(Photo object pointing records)
--------------------

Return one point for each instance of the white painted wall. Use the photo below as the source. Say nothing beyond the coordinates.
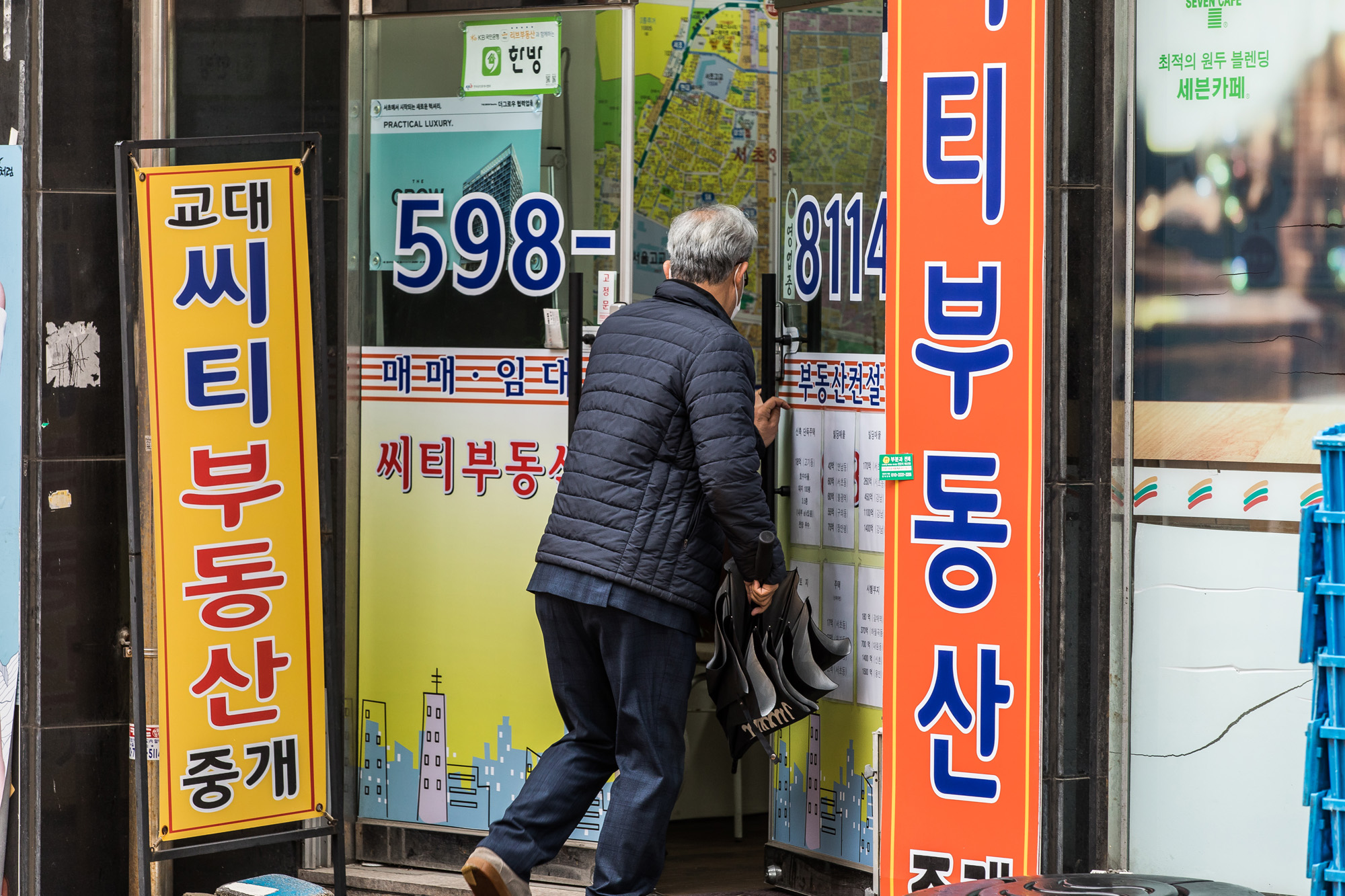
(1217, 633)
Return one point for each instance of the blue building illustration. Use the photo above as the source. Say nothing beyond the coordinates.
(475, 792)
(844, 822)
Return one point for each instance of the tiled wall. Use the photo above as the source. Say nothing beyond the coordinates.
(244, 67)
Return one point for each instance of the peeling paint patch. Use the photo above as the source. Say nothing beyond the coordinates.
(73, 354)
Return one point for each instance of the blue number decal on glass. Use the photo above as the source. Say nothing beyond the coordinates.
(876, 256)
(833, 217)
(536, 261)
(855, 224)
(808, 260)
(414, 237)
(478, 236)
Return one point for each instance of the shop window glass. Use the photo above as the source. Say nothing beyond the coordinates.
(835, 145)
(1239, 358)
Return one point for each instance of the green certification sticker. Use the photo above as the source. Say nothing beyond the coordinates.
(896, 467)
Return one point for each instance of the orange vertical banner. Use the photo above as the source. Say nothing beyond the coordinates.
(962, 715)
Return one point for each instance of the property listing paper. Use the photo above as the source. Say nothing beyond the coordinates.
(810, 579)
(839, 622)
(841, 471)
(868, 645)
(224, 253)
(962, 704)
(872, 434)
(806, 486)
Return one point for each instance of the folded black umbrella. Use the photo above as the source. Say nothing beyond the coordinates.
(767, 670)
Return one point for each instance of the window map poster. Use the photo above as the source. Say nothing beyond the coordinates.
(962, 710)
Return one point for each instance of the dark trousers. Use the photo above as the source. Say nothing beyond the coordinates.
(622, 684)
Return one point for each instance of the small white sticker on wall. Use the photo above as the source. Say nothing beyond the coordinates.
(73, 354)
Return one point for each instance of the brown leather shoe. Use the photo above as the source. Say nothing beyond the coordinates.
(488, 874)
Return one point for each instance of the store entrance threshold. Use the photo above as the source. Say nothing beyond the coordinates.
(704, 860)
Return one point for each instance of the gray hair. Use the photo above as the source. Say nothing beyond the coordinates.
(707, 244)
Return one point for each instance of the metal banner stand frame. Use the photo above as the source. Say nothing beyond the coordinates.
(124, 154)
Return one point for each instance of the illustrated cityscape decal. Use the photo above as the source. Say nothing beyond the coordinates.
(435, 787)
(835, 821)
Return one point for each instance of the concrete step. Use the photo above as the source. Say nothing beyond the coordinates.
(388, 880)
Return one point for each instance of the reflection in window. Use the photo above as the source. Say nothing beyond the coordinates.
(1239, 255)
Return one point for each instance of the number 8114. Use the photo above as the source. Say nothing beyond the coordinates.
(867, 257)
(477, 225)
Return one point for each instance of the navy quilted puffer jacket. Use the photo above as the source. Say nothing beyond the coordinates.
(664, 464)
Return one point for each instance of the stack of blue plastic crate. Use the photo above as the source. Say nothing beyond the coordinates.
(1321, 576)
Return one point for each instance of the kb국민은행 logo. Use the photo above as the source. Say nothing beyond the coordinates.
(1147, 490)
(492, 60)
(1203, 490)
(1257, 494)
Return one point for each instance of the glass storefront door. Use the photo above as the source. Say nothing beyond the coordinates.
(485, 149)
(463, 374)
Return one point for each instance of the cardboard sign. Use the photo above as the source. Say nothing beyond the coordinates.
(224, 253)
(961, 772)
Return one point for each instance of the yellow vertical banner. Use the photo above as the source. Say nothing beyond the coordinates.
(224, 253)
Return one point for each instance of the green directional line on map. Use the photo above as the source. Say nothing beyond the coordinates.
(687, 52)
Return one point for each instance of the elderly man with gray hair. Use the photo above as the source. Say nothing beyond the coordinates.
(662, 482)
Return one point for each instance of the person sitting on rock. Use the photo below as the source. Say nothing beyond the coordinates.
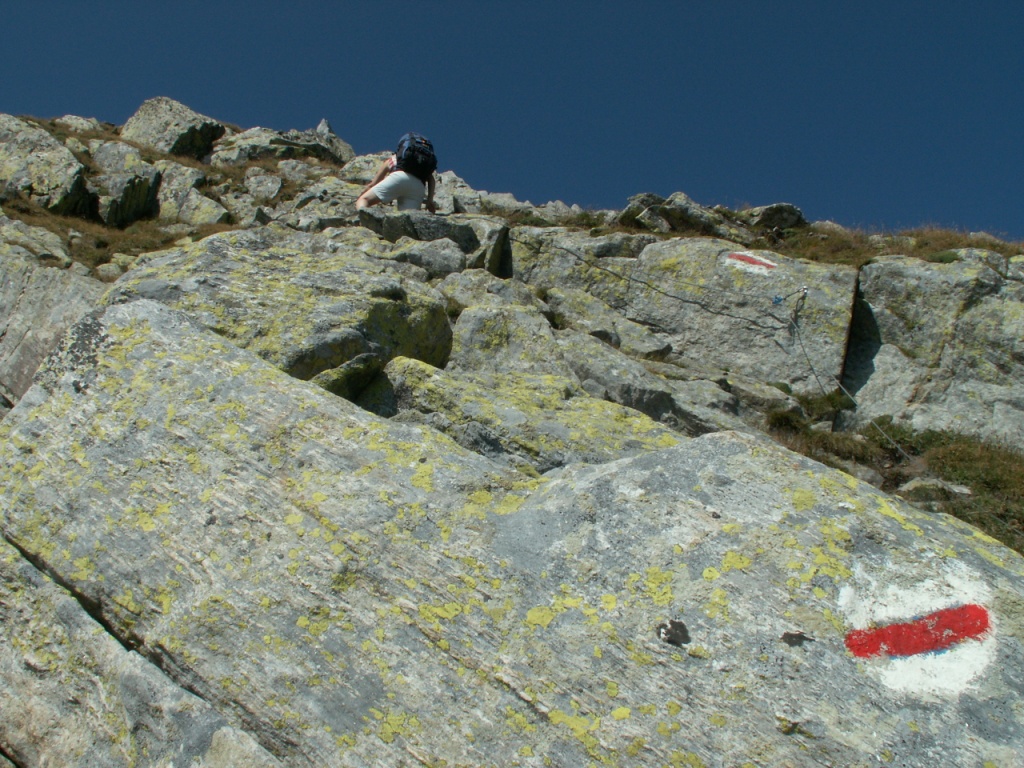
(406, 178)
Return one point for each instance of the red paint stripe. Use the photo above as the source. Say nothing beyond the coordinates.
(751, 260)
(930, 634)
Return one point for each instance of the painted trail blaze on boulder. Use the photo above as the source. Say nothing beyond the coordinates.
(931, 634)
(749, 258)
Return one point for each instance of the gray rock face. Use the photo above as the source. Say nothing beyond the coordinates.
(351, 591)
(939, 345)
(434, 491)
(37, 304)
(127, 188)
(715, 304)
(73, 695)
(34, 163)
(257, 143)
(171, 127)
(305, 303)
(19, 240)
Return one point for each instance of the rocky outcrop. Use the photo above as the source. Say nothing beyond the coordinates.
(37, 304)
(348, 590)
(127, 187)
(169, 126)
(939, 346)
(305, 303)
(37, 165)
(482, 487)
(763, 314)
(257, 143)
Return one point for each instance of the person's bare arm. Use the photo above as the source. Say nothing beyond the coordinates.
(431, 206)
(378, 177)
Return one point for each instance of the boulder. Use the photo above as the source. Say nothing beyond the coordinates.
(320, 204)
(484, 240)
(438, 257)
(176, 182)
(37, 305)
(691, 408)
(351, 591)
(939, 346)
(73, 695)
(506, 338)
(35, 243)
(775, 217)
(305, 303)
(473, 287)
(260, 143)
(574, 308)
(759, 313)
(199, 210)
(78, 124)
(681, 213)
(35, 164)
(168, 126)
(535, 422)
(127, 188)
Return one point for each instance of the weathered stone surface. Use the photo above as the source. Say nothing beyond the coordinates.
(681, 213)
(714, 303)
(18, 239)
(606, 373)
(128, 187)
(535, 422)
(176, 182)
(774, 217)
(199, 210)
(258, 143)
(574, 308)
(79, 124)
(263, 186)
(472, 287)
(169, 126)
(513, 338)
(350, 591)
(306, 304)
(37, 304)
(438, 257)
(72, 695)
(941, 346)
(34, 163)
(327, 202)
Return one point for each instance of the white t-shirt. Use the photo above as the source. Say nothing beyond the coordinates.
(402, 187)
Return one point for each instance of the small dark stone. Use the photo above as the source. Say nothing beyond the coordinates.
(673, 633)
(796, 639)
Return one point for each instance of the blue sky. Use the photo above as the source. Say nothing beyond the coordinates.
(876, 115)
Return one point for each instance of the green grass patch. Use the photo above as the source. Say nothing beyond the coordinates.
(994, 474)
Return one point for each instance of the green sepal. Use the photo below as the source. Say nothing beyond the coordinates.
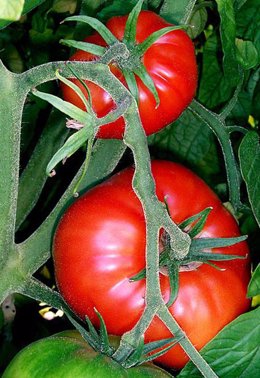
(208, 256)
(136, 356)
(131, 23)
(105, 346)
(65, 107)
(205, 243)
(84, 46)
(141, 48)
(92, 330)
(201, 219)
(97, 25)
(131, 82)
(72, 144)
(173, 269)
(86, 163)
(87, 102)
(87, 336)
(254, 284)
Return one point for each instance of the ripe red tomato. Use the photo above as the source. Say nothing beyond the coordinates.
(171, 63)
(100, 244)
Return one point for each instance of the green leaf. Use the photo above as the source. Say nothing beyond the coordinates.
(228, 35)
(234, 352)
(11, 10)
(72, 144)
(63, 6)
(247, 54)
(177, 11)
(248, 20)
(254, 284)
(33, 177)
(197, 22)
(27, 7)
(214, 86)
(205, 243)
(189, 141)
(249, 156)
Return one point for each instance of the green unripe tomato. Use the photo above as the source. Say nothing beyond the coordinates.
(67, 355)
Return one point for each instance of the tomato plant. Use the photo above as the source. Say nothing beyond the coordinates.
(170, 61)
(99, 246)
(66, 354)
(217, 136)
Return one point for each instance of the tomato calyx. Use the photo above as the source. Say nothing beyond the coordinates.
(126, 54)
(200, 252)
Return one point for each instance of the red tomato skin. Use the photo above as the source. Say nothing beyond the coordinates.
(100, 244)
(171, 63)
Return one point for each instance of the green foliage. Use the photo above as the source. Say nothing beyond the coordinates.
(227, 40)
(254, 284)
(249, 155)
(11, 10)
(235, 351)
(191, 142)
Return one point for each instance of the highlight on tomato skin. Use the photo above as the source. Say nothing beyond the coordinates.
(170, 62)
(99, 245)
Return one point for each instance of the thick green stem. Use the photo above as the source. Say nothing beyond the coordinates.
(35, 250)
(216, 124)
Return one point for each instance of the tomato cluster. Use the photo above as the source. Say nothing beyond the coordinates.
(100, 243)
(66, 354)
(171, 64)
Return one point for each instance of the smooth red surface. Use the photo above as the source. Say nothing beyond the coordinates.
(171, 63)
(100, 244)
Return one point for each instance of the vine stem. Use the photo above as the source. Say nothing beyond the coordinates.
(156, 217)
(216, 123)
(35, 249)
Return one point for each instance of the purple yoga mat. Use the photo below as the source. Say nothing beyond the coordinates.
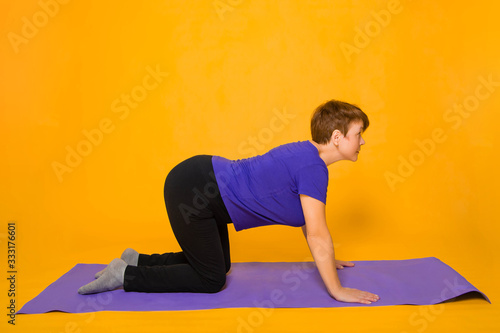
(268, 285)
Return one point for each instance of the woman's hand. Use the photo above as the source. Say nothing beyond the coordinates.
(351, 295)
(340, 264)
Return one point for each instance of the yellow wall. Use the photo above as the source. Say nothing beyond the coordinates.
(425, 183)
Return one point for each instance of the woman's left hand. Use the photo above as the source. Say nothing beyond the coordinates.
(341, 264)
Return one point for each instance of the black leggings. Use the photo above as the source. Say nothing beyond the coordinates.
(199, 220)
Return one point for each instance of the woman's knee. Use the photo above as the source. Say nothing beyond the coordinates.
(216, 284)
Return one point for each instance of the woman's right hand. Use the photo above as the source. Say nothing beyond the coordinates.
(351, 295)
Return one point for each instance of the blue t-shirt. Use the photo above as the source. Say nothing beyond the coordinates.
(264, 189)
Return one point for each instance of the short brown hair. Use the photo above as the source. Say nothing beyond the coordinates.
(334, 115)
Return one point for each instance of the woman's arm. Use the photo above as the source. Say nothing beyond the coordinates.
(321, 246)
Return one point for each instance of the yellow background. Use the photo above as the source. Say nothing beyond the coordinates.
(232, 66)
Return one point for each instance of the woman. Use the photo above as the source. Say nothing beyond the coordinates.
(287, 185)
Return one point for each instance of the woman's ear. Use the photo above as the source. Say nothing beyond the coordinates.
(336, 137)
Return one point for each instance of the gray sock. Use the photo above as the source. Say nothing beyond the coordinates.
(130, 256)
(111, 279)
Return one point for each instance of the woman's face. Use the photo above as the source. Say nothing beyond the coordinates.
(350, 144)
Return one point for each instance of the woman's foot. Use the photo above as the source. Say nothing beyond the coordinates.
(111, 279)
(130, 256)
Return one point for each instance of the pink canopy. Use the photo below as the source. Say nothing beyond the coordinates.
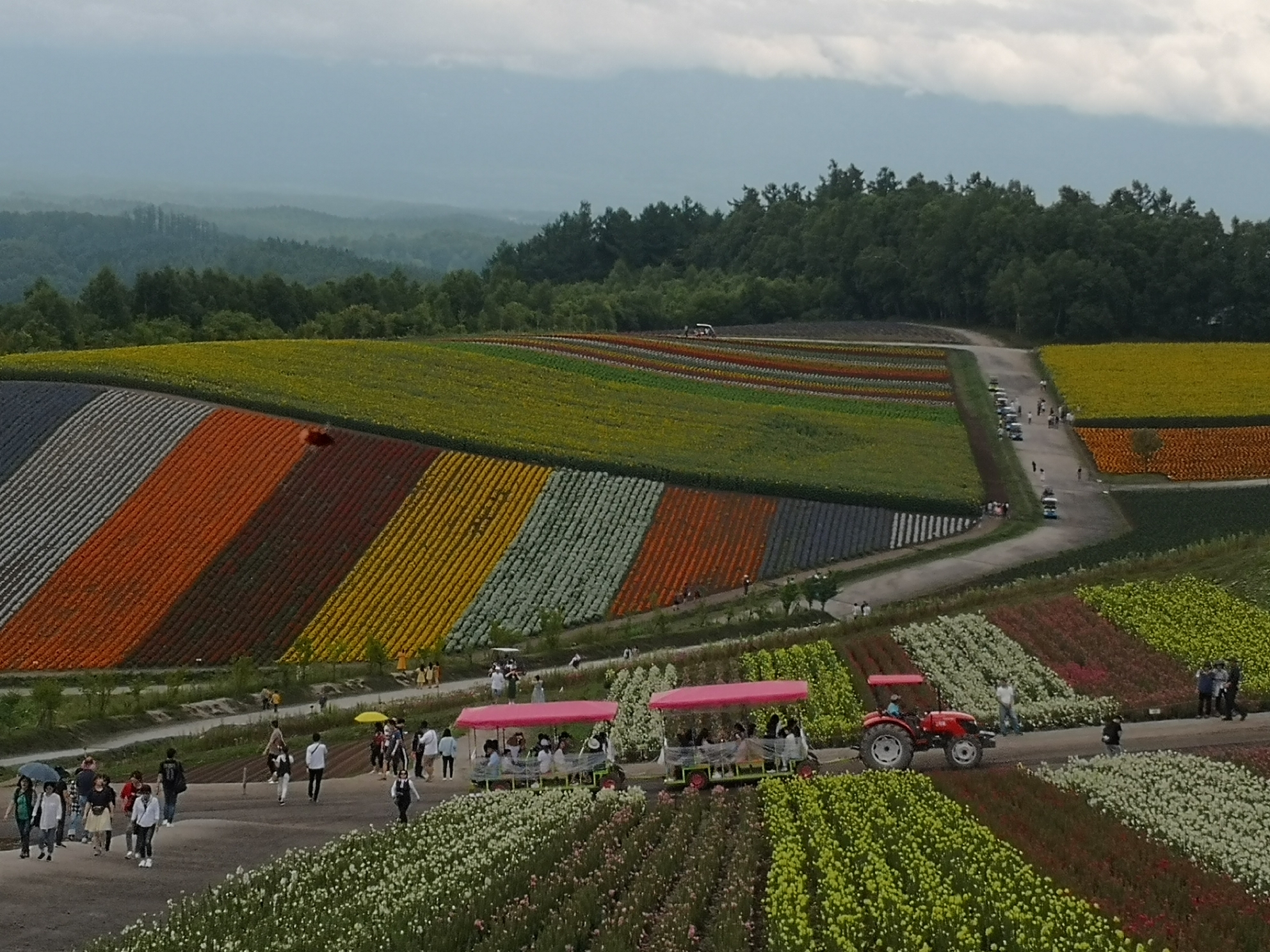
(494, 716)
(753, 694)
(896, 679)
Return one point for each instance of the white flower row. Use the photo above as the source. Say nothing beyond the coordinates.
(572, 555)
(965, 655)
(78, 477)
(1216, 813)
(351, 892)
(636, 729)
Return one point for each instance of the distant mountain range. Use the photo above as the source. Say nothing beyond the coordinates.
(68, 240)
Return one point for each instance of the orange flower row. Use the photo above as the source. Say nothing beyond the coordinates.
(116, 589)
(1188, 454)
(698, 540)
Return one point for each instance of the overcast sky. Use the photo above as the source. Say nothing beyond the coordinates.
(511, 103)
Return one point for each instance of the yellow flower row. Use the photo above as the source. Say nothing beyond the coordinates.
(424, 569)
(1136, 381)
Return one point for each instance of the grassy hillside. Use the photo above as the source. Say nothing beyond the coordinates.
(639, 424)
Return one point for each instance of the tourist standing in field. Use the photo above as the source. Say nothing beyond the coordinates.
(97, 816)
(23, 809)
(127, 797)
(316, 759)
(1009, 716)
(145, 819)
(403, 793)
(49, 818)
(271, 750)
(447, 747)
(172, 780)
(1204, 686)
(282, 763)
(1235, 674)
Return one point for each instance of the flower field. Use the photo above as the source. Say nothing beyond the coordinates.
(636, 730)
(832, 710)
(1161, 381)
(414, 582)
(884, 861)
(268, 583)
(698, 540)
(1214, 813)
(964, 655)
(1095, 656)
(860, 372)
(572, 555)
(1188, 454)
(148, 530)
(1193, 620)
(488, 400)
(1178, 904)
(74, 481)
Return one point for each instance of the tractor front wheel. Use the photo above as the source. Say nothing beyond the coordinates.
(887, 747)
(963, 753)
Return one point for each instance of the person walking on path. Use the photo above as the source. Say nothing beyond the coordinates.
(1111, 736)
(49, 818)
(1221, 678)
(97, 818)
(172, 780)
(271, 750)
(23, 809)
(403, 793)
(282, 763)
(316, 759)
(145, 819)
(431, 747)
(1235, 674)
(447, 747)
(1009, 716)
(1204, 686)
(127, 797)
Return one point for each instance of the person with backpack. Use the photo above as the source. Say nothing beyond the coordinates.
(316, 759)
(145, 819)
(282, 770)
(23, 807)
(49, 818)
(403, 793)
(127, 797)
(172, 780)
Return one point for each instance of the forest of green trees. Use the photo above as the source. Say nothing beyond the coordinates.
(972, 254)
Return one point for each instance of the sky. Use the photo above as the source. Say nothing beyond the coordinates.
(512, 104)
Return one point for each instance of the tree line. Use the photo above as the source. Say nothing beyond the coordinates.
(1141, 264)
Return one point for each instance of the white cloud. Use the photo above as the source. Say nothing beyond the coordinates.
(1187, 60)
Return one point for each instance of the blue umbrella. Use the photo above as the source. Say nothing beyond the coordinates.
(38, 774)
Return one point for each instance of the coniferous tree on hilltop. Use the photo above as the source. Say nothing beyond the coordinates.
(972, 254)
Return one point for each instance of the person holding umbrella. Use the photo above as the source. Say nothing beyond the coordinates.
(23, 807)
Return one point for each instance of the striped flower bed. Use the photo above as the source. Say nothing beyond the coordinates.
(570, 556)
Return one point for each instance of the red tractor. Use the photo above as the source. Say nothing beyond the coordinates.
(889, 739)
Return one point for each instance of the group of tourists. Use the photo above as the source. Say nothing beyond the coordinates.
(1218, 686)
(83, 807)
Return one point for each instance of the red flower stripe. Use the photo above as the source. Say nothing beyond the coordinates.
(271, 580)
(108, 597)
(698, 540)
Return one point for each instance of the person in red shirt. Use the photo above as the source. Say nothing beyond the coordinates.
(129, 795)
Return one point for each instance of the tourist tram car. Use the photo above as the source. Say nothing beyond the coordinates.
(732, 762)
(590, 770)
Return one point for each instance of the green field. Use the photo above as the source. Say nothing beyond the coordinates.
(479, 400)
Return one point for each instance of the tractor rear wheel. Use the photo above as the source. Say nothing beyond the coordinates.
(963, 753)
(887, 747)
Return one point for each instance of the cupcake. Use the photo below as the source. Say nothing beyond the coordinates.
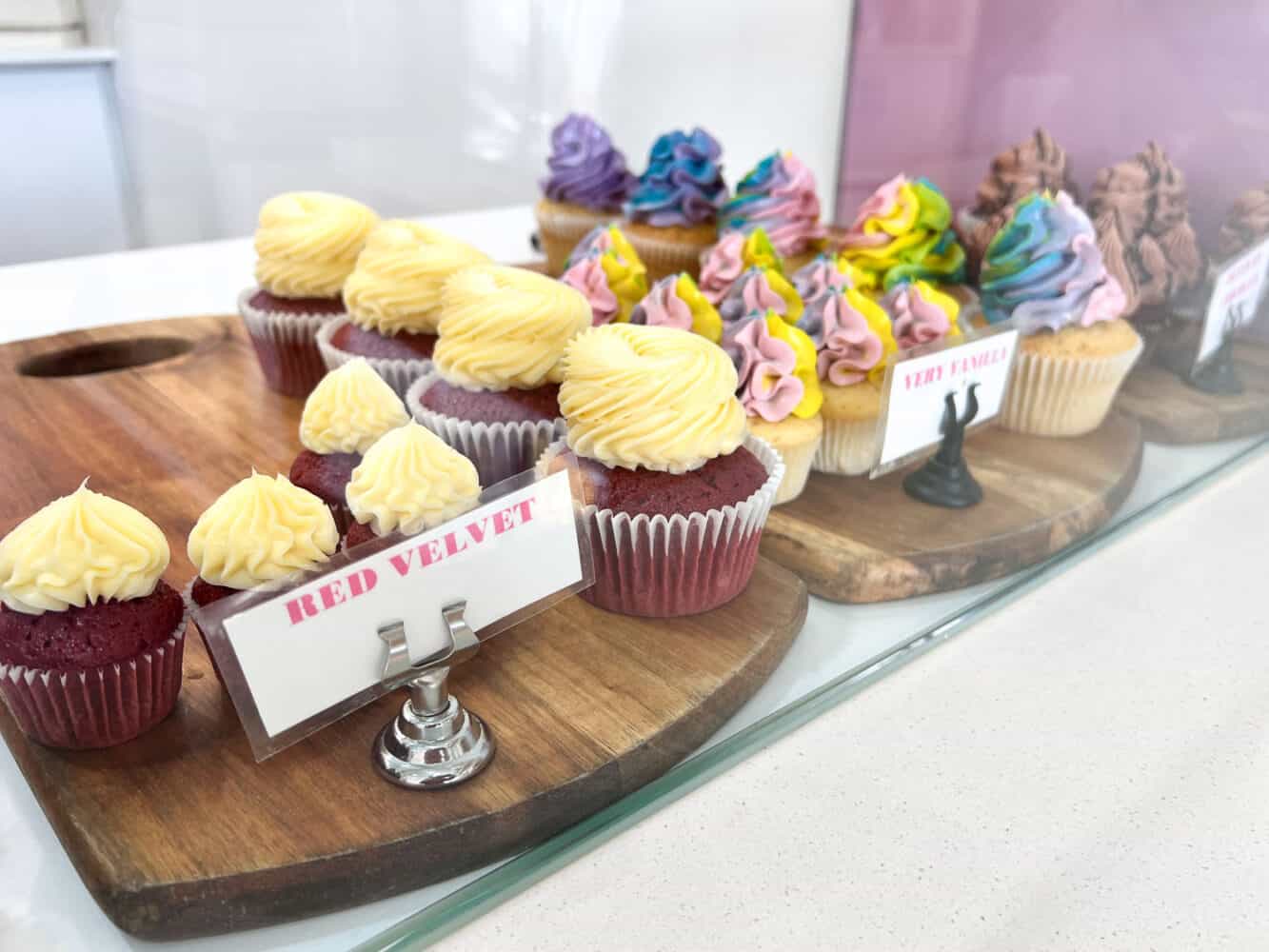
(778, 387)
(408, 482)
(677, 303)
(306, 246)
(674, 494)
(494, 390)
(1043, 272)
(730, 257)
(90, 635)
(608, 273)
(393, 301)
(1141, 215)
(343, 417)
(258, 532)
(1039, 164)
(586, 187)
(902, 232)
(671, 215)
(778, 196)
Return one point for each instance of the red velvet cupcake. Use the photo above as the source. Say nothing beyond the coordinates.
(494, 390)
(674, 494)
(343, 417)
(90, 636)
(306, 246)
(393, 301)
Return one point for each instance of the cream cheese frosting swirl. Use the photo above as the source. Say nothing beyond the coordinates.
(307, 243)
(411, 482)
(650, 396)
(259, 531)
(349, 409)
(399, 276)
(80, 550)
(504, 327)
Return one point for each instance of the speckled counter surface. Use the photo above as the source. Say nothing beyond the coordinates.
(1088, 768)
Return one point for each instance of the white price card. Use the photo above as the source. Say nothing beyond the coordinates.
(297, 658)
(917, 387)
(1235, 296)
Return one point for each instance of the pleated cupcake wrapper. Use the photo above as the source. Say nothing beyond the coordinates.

--------------------

- _Instructions to follow_
Write out, word for word, the part of the records above that opens with the line containing "Return one point for each instance of the blue number" and closes with the line containing "(1239, 358)", both of those lines included.

- _Reply to the task_
Return one point for each instance of the blue number decal on glass. Use the photo above as the source. Say nothing beyond the coordinates.
(876, 256)
(833, 217)
(536, 261)
(855, 224)
(808, 260)
(414, 237)
(478, 236)
Return one point for each instance of the shop window glass. Use the photo above as the source. Say nothing beyond the coordinates.
(835, 145)
(1239, 358)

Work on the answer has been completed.